> EXCERPT:
Exposure to chlorinated solvents and lung cancer: results of the ICARE study
Objective To investigate the role of occupational exposure to chlorinated solvents in lung cancer aetiology.
Methods ICARE (Investigation of occupational and environmental CAuses of REspiratory cancers) is a French, multicentre, population-based, case–control study. Information on the lifelong work history of 2926 cases and 3555 controls was collected using standardised questionnaires. Occupational exposures were assessed using job-exposure matrices for five chlorinated solvents. Solvents were studied separately and in combinations. ORs were computed using unconditional logistic regression models adjusted for classic risk factors, including a history of cigarette smoking and exposure to asbestos. Adjustment for socioeconomic status (SES) was also made.
Results After adjustment for exposure to asbestos, we observed a positive, statistically significant association with lung cancer for men and women exposed to a combination of perchloroethylene (PCE), trichloroethylene and dichloromethane (DCM). Further adjustment for SES slightly decreased this association. In contrast, no statistically significant associations were found for other solvent combinations.
Conclusions These results suggest that exposure to PCE may constitute a risk factor for lung cancer, especially among women, who seem to have a higher prevalence of exposure than men.

> REQUIRED ACTIONS:
[1] In the abstract, how many cases and how many controls provided lifelong work histories?
[2] Rewrite the abstract from the words "Results After adjustment" through the words "exposure than men.", renaming "DCM" as "methylene chloride".
The entries after this point play no part in any task.

> MATERIAL SHOWN:

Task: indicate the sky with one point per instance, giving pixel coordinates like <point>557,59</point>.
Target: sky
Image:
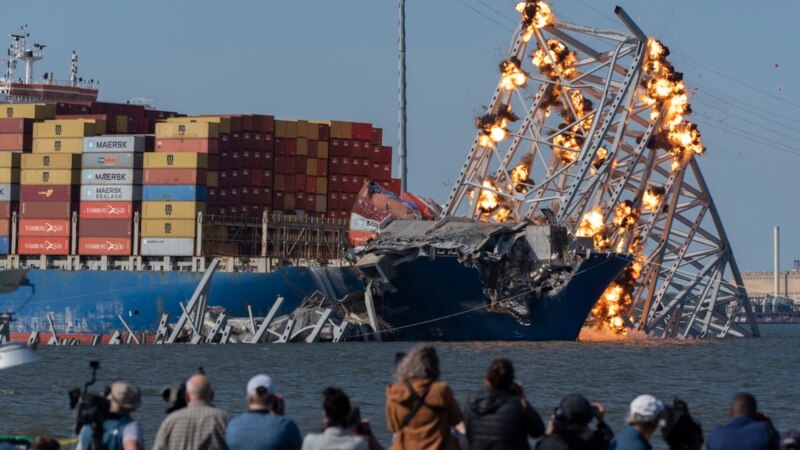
<point>338,60</point>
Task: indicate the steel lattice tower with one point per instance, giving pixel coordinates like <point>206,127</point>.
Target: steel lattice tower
<point>586,128</point>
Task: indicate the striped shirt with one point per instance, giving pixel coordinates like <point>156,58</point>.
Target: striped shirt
<point>199,426</point>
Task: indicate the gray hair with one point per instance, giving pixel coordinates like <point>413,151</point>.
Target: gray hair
<point>420,362</point>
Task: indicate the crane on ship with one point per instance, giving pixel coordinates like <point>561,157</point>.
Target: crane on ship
<point>590,128</point>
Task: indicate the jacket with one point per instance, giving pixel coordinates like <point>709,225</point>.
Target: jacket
<point>496,420</point>
<point>573,437</point>
<point>430,426</point>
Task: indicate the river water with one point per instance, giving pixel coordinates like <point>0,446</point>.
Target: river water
<point>707,373</point>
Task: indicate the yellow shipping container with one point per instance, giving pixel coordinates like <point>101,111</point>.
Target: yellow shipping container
<point>76,128</point>
<point>38,111</point>
<point>322,186</point>
<point>122,124</point>
<point>186,129</point>
<point>185,228</point>
<point>311,167</point>
<point>53,177</point>
<point>51,161</point>
<point>175,160</point>
<point>59,145</point>
<point>172,210</point>
<point>322,149</point>
<point>224,122</point>
<point>212,178</point>
<point>302,146</point>
<point>9,175</point>
<point>286,128</point>
<point>10,159</point>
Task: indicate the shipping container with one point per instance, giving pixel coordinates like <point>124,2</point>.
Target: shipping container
<point>38,111</point>
<point>118,143</point>
<point>9,192</point>
<point>112,160</point>
<point>105,228</point>
<point>16,142</point>
<point>45,210</point>
<point>54,161</point>
<point>9,175</point>
<point>108,210</point>
<point>111,176</point>
<point>30,245</point>
<point>174,193</point>
<point>43,193</point>
<point>183,130</point>
<point>58,145</point>
<point>44,227</point>
<point>172,210</point>
<point>167,246</point>
<point>178,228</point>
<point>16,126</point>
<point>120,193</point>
<point>50,177</point>
<point>99,246</point>
<point>68,128</point>
<point>175,161</point>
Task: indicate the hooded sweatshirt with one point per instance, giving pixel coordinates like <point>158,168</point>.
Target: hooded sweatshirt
<point>430,426</point>
<point>496,420</point>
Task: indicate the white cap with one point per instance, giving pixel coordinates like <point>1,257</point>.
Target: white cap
<point>258,381</point>
<point>645,408</point>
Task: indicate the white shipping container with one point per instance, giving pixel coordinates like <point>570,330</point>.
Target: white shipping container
<point>111,160</point>
<point>9,192</point>
<point>167,246</point>
<point>111,176</point>
<point>116,143</point>
<point>122,193</point>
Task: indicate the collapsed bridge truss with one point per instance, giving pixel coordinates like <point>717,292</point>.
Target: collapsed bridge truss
<point>589,128</point>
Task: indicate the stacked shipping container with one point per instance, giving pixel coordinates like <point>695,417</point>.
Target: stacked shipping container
<point>111,192</point>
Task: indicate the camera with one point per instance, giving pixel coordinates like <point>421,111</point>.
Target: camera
<point>90,409</point>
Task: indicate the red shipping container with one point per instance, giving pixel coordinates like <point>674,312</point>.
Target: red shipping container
<point>175,176</point>
<point>199,145</point>
<point>108,210</point>
<point>105,228</point>
<point>99,246</point>
<point>44,227</point>
<point>45,210</point>
<point>16,126</point>
<point>16,142</point>
<point>33,245</point>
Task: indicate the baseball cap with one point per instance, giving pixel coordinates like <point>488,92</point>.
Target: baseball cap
<point>645,408</point>
<point>260,381</point>
<point>126,395</point>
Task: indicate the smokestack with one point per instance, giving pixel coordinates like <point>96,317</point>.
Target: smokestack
<point>777,255</point>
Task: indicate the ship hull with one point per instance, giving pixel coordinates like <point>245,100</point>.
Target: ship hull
<point>442,300</point>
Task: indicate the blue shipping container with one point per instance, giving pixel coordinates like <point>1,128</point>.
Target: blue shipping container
<point>174,193</point>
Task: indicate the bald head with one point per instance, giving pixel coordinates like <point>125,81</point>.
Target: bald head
<point>198,388</point>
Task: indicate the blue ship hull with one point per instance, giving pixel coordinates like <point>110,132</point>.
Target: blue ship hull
<point>446,290</point>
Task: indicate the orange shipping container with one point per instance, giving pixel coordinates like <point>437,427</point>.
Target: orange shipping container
<point>174,176</point>
<point>98,246</point>
<point>44,227</point>
<point>33,245</point>
<point>188,145</point>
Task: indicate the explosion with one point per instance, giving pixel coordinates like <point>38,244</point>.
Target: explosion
<point>512,76</point>
<point>535,14</point>
<point>493,126</point>
<point>557,60</point>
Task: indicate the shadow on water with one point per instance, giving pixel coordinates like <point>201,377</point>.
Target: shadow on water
<point>33,398</point>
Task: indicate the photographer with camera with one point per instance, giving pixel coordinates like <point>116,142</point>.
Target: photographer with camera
<point>120,431</point>
<point>499,416</point>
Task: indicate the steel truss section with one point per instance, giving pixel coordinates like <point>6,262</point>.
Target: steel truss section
<point>584,138</point>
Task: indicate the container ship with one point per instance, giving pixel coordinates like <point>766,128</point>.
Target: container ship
<point>117,210</point>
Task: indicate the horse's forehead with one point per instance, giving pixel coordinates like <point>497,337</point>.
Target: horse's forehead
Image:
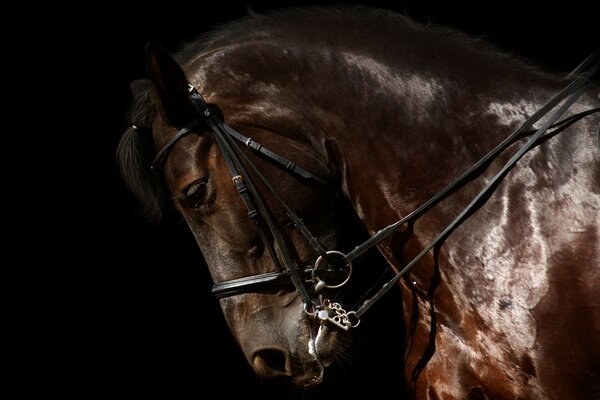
<point>188,161</point>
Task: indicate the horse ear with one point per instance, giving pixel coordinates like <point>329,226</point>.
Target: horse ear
<point>169,86</point>
<point>139,86</point>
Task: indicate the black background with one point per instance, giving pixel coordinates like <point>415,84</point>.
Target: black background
<point>129,312</point>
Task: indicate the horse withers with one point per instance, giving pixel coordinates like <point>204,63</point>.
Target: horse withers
<point>269,133</point>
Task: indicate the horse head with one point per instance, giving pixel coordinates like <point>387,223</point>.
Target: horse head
<point>277,333</point>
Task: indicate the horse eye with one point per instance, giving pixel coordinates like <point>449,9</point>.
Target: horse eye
<point>196,193</point>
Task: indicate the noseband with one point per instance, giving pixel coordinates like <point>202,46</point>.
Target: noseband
<point>333,269</point>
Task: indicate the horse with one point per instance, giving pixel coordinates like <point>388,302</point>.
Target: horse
<point>285,139</point>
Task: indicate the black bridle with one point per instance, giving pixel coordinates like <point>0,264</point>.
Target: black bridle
<point>333,269</point>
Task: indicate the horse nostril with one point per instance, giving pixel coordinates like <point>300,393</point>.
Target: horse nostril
<point>271,362</point>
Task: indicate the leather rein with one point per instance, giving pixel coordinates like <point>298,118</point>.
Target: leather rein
<point>332,269</point>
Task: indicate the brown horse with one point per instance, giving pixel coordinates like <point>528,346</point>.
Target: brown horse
<point>378,114</point>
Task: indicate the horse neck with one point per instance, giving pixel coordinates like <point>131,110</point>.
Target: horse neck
<point>404,134</point>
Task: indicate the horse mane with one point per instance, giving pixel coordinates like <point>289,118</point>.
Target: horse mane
<point>136,148</point>
<point>324,20</point>
<point>135,153</point>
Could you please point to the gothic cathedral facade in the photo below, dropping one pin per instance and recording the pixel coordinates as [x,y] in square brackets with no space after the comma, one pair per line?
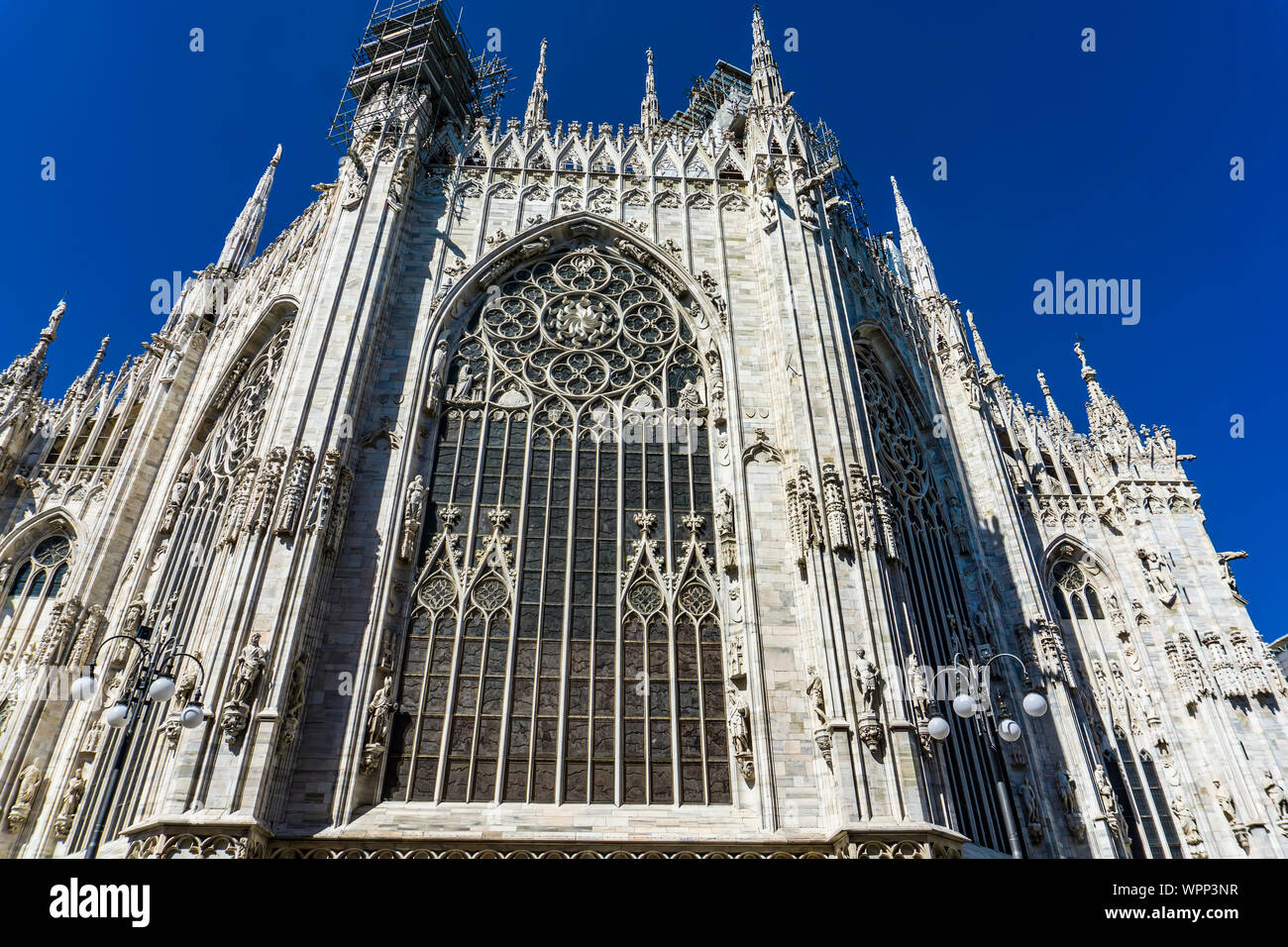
[561,491]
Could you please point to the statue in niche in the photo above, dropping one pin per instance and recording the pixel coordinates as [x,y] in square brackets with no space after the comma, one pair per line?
[437,372]
[246,672]
[814,690]
[69,802]
[868,678]
[1278,797]
[464,385]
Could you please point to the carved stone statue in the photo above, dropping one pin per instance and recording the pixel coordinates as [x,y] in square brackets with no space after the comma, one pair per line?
[1224,560]
[739,723]
[437,372]
[412,517]
[1068,791]
[918,686]
[1108,800]
[958,521]
[818,703]
[71,800]
[248,671]
[1189,826]
[29,784]
[867,676]
[187,684]
[464,382]
[1031,812]
[134,613]
[739,732]
[1278,797]
[380,709]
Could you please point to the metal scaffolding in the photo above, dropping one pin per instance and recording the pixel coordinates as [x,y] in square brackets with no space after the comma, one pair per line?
[841,183]
[417,46]
[715,101]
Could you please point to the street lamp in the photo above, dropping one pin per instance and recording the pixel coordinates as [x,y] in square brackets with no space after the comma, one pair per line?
[965,703]
[153,684]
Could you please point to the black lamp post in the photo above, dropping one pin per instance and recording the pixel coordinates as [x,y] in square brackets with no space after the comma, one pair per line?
[153,682]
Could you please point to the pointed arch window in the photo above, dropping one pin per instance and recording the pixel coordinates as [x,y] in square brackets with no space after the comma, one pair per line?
[944,624]
[1073,592]
[31,591]
[572,478]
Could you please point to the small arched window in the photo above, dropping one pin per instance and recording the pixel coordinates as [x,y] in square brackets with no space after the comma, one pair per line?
[1074,594]
[47,566]
[30,589]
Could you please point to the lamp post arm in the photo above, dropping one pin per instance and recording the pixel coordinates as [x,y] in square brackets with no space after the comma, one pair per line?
[114,638]
[114,779]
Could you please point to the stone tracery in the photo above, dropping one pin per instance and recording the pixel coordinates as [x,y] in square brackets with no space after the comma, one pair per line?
[570,647]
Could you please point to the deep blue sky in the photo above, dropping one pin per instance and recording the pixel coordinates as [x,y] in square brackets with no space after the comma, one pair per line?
[1107,163]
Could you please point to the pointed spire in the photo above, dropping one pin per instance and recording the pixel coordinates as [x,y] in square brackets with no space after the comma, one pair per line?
[651,116]
[1052,408]
[986,367]
[48,334]
[243,239]
[1103,410]
[915,258]
[537,98]
[26,375]
[81,386]
[901,210]
[767,84]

> ANSWERS TO THE EXERCISES:
[1] Work histories were collected for 2926 cases and 3555 controls.

[2]
Results After adjustment for exposure to asbestos, we observed a positive, statistically significant association with lung cancer for men and women exposed to a combination of perchloroethylene (PCE), trichloroethylene and dichloromethane (methylene chloride). Further adjustment for SES slightly decreased this association. In contrast, no statistically significant associations were found for other solvent combinations.
Conclusions These results suggest that exposure to PCE may constitute a risk factor for lung cancer, especially among women, who seem to have a higher prevalence of exposure than men.